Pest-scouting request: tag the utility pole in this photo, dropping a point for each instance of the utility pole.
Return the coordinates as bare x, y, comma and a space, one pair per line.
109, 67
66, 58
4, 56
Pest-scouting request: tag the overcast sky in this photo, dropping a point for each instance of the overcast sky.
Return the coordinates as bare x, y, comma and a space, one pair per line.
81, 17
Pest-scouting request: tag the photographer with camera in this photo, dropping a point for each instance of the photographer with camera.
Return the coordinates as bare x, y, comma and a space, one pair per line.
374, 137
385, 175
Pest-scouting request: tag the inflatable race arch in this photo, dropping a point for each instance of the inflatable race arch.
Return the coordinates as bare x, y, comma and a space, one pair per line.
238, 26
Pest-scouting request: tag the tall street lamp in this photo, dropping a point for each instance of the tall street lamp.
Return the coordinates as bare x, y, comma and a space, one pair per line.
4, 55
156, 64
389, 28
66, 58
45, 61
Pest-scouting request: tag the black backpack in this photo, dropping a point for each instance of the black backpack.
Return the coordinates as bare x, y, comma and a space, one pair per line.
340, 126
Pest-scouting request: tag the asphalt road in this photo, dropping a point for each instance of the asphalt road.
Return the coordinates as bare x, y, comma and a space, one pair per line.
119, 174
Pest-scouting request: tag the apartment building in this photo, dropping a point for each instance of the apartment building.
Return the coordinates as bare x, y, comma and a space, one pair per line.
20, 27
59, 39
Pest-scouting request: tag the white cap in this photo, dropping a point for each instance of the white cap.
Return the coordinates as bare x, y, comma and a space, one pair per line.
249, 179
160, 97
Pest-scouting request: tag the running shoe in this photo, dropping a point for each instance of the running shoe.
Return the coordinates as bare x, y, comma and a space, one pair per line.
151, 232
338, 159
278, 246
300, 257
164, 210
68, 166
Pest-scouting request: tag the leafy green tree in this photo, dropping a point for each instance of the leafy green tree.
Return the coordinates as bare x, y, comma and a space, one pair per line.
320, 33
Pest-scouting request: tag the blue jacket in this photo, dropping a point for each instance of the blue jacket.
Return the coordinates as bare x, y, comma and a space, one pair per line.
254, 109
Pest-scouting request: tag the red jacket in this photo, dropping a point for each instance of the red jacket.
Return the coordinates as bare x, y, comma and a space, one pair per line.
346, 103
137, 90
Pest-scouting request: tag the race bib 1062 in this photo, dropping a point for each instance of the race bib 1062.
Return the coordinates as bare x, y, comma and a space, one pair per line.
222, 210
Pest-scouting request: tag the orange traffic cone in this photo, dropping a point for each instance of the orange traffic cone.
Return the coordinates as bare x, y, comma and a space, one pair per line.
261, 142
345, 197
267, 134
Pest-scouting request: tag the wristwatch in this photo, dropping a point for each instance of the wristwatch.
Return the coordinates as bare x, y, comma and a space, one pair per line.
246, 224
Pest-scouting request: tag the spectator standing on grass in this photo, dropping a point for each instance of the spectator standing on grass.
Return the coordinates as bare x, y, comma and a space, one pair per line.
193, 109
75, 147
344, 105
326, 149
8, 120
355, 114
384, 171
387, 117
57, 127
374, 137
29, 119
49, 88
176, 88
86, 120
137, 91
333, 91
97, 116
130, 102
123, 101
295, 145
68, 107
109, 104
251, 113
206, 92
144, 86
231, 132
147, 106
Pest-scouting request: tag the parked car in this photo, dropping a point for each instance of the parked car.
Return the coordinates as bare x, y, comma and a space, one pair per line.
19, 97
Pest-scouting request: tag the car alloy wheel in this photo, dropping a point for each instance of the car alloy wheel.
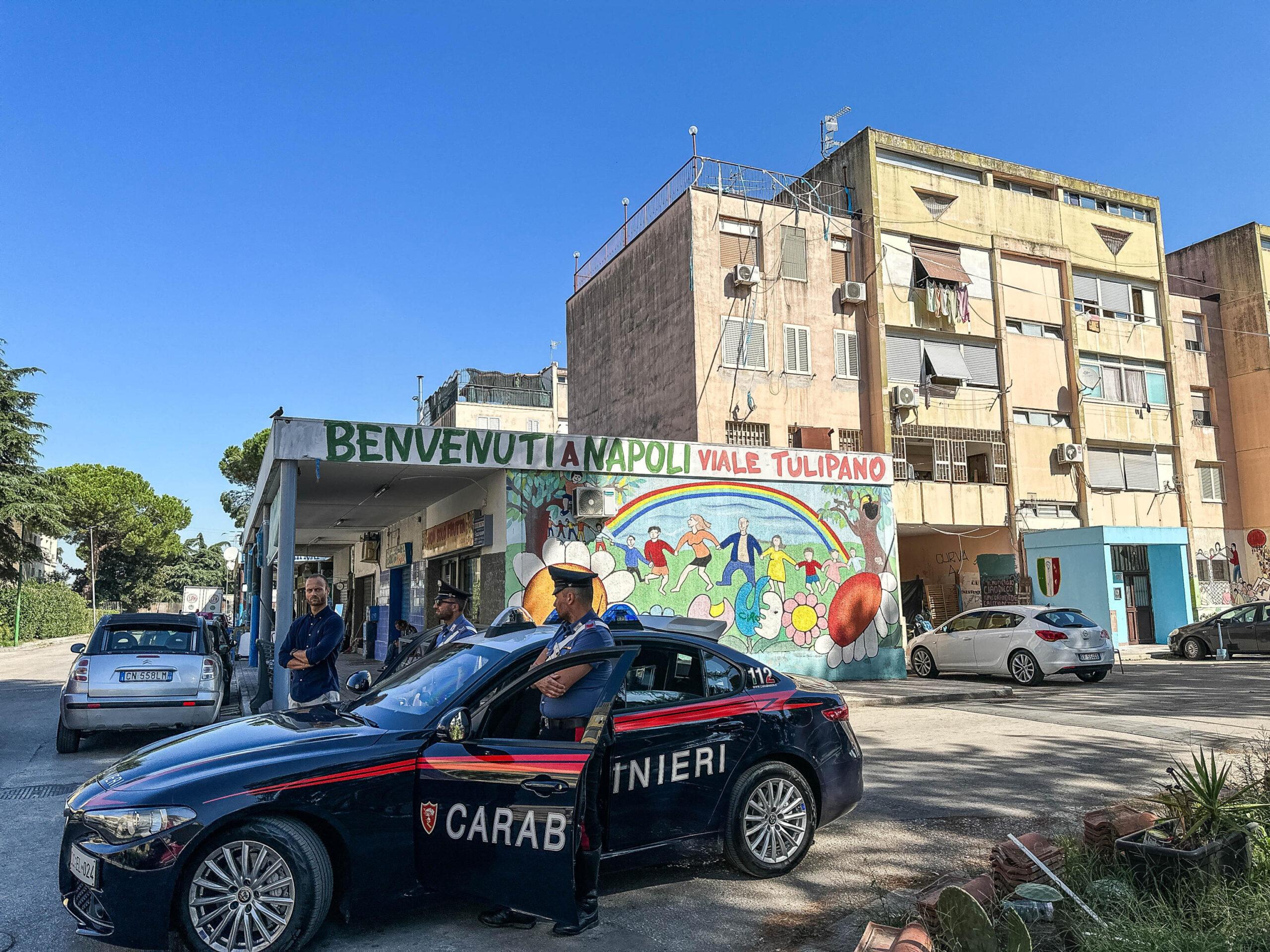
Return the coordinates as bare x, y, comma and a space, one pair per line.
775, 821
242, 896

◆ **Aim**:
Quote each entry above verbatim and drop the pictures.

◆ **Complete answer**:
Pest-scouting request: tag the utility pole in this photo, dropping a point for each instance of the utility pole.
Return the coordinates as bare x, y, comma and a space, one pair per line.
109, 67
66, 58
4, 56
Pest-scouting request: tag the overcast sky in this photo, dropping a point for each instance of the overcast sky.
Return the coordinates as bare x, y, comma and a space, one pair per line.
81, 17
Pest-scouting request: tag the photographer with camera in this photo, dropping a point for each instance of the photographer with camera.
Return the coordinates as bare x, y, comma and a space, one pair per line.
374, 137
385, 175
Pest-scouting request: tag the inflatable race arch in this photo, dropping a point for each instance of the inflatable race arch.
Return the coordinates as bare x, y, comma and a space, one pair per line.
238, 26
Pest-scouting request: tag the tall street lamp in this photo, dropping a point for each instance of the tall street lamp.
Return the coordinates as bare x, y, comma and a space, one pair per line.
4, 55
156, 64
389, 28
66, 58
45, 61
Pest-scouting request: tag the black backpack in this photo, dropping a point for each instance of the black backpack.
Return the coordinates as bare x, y, comma and a space, one pair per line.
340, 126
Pest-scouting request: tag the asphalt road in this photo, dropping a point for each instance of the asphalt road.
Return the coordinates as bare x, y, comma and a space, one pair per line.
119, 174
Pest-scouting request: tag the apartment building in this photo, dropping a point for each instance of the apartment building.
Return the coordinates as bare x, y, comma and a space, one pair per line.
20, 27
59, 39
Pest-scouting request: tag the white cap in this photo, dropping a point for each instance of the white cap.
Return the coordinates as bare x, y, comma and a space, one pair per line.
249, 179
160, 97
Pest-scouting request: tag the running shoe in this photo, dropping a point for each instance of the running shoe.
Return the coordinates as bare x, y, comma and a space, one pair per line.
151, 232
338, 159
278, 246
300, 257
164, 210
68, 166
Pest-scouting request: tag the leafy green tree in this photo, dropping a point for each instance of the leafy green tree.
Return the coordinates as bare x, y, comma and a space, one pair per line.
320, 33
Pest-scouting request: tag the blue jacket in this photo, dropping a point for each instance of the blue jacket.
Return the coordinates as bare x, y, comma and a space, one pair per line.
254, 109
Pest-scouting request: tag the red jacket in this photo, dropping a point for each instance of the red jacket.
Return the coordinates as bare x, y, comma and a space, one pair per line.
346, 103
137, 90
Pest-scouting request: tag the race bib 1062 in this photo, dropping a point for each instance of the race bib 1062.
Return the coordinates as bare x, y, comma and a space, one pair per line.
222, 210
Pest-scouting request: tag the orange traffic cone in this photo, dropping a point for each instance of the orange traffic cone.
Return the coordinates as bare x, y, comma and a space, one pair per line.
261, 142
345, 197
267, 134
Pest-scouting request: tag the wristwatch in this photo, dropping a point for each instance of the wristwatch.
Return the coordinates as bare x, y, comma and a space, one pair per line.
246, 224
Pest-scouting request: tag the spectator standing on grass in this photo, dropping a point for each instance of the spectator standing on grass.
Return the coordinates as bare x, y, comma and a space, one pair per line.
193, 109
75, 147
344, 105
326, 149
8, 120
355, 114
384, 171
387, 117
57, 127
374, 137
29, 119
49, 88
176, 88
86, 120
137, 91
333, 91
97, 116
130, 102
123, 101
295, 145
68, 107
109, 104
251, 113
206, 92
144, 86
231, 132
147, 106
Pest-scouting request: tag the parked car in this photo, dropping a point for each instance of the parked car.
Return the coordinates as bare x, y, comma and a space, one pair per line.
19, 97
Pest-scouting request: tag the car alloy wheel in this photo, dropping a point for each instance of the car alloy wheel.
Return the coordinates as bare x, y, comma and a space, one pair per line.
775, 821
242, 896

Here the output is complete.